### Texte d'étude
◇ ◇ ◇

Par chance, René Mayer possède une parfaite connaissance
technique de cet ouvrage...
" Il se trouve en effet que j'ai déjà eu l'occasion
d'étudier cet ouvrage. Je le connais même assez bien. Un
an et demi auparavant, alors que je n'étais encore qu'ingénieur-élève
à l'Ecole nationale des Ponts et Chaussées, comme je m'intéressais
à tout ce qui concernait l'Algérie, j'avais choisi ce beau
viaduc pour sujet d'un rapport de fin d'année. J'avais alors rédigé
un mémoire, soulignant son élégance et mettant l'accent
sur l'originalité de son mode de construction. Au passage, j'avais
critiqué le diagnostic sur lequel se fondaient les travaux de confortement
dont il faisait rituellement l'objet, osant même soutenir leur parfaite
inutilité !

◇ ◇ ◇

### Travail demandé
(a) Recopiez le passage du texte sur le viaduc qui va de « Par chance, René » jusqu'à « inutilité ! » inclus.
(b) Prolongez le texte sur le viaduc à la suite de sa dernière phrase.

Données extraites d'une collection:
◇ ◇ ◇

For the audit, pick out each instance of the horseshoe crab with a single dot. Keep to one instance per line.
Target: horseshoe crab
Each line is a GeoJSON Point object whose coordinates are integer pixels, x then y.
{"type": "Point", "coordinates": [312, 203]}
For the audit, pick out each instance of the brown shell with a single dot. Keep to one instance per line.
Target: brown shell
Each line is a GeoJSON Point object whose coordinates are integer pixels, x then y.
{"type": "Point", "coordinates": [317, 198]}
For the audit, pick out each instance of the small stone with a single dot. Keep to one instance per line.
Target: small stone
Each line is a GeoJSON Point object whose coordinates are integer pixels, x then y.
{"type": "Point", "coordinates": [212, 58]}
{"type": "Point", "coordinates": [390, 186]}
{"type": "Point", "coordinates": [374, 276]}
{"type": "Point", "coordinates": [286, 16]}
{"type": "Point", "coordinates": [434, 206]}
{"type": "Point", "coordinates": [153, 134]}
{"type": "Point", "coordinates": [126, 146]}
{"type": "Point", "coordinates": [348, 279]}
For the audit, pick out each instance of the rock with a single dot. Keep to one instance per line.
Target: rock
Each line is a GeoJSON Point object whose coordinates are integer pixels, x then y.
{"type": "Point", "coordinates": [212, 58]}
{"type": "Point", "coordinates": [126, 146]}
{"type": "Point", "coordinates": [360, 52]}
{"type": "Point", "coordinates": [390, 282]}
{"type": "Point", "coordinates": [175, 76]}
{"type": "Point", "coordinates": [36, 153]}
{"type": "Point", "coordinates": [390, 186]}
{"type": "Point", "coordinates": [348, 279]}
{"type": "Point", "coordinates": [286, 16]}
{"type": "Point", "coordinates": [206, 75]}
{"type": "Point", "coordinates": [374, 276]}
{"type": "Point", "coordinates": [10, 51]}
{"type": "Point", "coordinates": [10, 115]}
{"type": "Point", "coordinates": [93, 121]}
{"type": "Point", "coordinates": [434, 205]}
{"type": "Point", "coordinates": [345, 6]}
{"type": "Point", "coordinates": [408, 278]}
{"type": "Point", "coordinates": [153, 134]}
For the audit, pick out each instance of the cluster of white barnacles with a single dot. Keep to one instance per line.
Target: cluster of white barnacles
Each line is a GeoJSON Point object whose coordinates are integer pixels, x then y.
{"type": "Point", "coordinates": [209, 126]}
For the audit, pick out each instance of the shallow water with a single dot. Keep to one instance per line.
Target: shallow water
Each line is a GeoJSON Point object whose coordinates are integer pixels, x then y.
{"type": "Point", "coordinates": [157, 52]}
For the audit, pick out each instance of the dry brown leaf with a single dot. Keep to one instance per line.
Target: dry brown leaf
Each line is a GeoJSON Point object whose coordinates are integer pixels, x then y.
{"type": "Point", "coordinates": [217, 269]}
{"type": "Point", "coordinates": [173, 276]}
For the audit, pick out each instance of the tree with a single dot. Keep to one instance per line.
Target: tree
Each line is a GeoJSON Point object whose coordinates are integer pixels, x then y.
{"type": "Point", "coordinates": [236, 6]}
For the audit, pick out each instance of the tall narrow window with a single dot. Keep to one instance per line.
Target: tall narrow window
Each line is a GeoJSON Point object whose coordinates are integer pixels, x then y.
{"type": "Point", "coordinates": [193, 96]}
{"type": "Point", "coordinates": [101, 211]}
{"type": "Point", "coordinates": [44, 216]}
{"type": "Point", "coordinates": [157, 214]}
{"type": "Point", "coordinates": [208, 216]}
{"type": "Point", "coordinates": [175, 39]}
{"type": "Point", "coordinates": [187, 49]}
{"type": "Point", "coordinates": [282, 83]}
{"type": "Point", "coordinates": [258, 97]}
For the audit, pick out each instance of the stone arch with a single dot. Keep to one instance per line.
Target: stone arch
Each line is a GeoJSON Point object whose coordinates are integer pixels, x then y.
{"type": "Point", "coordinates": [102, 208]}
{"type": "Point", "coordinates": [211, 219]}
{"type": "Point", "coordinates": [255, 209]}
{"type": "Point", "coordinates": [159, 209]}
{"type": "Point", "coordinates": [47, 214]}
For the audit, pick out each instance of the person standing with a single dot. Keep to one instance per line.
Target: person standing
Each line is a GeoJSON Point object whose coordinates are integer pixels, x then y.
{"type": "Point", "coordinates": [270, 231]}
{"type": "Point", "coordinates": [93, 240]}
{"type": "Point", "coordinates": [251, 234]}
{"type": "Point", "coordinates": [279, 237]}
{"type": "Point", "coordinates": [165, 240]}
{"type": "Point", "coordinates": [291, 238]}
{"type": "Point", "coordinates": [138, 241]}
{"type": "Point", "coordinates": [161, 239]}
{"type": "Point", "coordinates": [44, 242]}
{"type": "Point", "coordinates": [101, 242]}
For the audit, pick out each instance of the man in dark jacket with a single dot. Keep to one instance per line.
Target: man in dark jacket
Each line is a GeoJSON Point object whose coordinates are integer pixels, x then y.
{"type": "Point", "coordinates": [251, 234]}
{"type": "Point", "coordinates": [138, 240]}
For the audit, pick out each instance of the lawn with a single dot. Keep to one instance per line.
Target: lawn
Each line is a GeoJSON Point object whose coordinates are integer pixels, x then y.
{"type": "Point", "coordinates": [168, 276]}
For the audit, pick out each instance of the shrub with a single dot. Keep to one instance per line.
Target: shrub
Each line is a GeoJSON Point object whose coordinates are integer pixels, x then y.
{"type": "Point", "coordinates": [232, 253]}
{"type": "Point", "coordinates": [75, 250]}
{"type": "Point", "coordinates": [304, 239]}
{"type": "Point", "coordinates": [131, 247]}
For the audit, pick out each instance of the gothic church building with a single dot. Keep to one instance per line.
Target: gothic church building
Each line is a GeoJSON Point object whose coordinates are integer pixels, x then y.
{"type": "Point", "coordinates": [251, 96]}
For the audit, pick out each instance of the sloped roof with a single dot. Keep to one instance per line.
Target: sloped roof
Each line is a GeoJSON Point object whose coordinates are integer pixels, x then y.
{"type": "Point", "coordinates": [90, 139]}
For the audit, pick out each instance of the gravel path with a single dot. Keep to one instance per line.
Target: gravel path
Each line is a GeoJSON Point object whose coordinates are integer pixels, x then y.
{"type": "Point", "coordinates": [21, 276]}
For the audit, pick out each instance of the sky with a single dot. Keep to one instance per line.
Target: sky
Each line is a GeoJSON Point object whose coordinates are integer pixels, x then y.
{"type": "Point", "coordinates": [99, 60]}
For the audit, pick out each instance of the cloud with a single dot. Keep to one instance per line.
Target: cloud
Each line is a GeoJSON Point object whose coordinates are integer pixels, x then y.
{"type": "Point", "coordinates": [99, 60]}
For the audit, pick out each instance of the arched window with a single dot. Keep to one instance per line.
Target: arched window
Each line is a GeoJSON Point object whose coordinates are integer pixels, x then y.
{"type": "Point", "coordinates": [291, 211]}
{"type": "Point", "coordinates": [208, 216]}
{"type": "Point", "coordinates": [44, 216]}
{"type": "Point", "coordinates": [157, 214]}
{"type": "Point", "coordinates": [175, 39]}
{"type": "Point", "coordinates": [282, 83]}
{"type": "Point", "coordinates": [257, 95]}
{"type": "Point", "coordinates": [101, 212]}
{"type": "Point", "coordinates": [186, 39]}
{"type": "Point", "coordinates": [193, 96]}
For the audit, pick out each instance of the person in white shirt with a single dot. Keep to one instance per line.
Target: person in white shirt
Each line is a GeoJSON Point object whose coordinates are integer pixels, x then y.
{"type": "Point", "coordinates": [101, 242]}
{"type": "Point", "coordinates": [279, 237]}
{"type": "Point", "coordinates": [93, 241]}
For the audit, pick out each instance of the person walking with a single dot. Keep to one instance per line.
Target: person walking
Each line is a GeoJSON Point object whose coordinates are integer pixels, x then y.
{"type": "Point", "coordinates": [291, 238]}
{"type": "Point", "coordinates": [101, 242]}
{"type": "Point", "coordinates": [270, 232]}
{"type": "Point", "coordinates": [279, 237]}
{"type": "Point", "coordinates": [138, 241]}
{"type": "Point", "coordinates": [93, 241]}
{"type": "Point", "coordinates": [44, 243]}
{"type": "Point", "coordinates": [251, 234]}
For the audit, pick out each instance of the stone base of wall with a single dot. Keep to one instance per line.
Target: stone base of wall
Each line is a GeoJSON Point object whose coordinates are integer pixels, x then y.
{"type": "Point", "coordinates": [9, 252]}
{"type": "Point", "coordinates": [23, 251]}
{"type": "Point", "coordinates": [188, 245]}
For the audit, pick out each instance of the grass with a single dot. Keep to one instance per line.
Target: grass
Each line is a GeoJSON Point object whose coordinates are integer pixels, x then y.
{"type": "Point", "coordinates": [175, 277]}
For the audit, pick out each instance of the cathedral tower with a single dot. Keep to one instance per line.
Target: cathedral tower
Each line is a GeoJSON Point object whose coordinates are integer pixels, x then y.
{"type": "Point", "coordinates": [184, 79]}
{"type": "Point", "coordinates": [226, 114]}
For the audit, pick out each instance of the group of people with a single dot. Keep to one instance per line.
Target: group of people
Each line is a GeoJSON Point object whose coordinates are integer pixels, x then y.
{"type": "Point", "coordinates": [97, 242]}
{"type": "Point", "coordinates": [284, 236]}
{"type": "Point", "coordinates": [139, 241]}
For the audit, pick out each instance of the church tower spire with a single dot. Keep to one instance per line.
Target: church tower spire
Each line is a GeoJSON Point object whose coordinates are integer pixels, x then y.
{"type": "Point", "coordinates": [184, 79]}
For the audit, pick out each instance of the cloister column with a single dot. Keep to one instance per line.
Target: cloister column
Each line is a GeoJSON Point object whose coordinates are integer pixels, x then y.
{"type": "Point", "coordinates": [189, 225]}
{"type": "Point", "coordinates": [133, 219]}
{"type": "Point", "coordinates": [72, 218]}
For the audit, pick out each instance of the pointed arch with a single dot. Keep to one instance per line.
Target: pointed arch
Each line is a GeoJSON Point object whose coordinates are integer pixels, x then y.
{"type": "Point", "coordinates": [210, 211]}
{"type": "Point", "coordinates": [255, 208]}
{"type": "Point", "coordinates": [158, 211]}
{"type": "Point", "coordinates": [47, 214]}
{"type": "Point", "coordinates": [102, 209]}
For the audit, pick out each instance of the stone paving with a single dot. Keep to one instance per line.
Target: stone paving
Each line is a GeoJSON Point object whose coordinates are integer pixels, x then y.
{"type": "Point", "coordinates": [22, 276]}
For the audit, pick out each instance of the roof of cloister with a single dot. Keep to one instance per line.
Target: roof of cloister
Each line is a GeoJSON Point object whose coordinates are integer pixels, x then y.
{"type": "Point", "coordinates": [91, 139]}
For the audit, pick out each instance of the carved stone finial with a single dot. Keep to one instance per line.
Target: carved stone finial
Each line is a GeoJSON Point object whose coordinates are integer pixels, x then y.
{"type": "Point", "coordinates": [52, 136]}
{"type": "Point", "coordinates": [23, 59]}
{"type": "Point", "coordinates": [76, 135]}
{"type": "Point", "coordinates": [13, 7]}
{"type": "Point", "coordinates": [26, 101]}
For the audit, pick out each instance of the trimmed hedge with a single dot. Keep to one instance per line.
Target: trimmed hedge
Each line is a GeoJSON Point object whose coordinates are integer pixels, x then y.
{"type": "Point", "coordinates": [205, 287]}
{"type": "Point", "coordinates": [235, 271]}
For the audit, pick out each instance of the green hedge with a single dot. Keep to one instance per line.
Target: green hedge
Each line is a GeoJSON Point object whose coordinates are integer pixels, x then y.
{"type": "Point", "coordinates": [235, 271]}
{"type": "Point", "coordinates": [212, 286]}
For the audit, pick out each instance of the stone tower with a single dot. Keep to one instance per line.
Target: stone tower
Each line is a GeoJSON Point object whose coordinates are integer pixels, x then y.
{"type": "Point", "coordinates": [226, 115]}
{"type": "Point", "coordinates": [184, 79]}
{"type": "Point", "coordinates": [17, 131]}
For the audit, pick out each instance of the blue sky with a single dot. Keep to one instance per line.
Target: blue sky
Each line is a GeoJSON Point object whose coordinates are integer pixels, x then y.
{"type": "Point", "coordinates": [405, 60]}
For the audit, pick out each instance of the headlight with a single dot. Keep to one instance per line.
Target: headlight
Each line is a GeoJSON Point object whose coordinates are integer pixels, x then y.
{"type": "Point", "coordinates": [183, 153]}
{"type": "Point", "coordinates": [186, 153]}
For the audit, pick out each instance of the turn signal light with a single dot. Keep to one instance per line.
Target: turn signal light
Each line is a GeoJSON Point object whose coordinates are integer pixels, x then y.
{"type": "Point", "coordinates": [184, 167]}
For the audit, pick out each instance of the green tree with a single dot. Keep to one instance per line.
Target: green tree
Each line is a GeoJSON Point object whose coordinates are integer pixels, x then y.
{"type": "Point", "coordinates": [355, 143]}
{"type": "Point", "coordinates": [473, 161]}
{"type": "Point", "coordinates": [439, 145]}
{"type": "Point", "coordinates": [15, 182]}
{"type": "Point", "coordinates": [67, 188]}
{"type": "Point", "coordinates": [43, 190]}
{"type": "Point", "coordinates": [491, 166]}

◇ ◇ ◇

### Réponses par tâche
(a)
Par chance, René Mayer possède une parfaite connaissance
technique de cet ouvrage...
" Il se trouve en effet que j'ai déjà eu l'occasion
d'étudier cet ouvrage. Je le connais même assez bien. Un
an et demi auparavant, alors que je n'étais encore qu'ingénieur-élève
à l'Ecole nationale des Ponts et Chaussées, comme je m'intéressais
à tout ce qui concernait l'Algérie, j'avais choisi ce beau
viaduc pour sujet d'un rapport de fin d'année. J'avais alors rédigé
un mémoire, soulignant son élégance et mettant l'accent
sur l'originalité de son mode de construction. Au passage, j'avais
critiqué le diagnostic sur lequel se fondaient les travaux de confortement
dont il faisait rituellement l'objet, osant même soutenir leur parfaite
inutilité !

(b)
" ... et, à l'Ecole des Ponts,
il a déjà étudié, en chambre, les causes des
désordres observés
" Le beau viaduc de Paul Séjourné est un ouvrage de
conception mixte qui, à la pierre de taille, matériau traditionnel
des grands ouvrages d'art des siècles précédents,
allie l'usage du béton armé, matériau innovant qui
venait de faire son apparition à la fin du dix-neuvième
siècle. Grâce à ses performances mécaniques,
de nouvelles audaces, des formes plus souples, des proportions plus élancées
s'offraient aux ingénieurs. Mais comme l'oeil de ses contemporains
n'était pas encore accoutumé à l'austère apparence
du béton armé, Paul Séjourné avait enfoui
celui-ci dans des encorbellements classiques, taillés dans un calcaire
dont les teintes chaudes confèrent à l'ouvrage une sensuelle
beauté. Le viaduc de Sidi Rached est donc une oeuvre métissée
qui marie deux matières n'obéissant pas aux mêmes
lois de la résistance des matériaux.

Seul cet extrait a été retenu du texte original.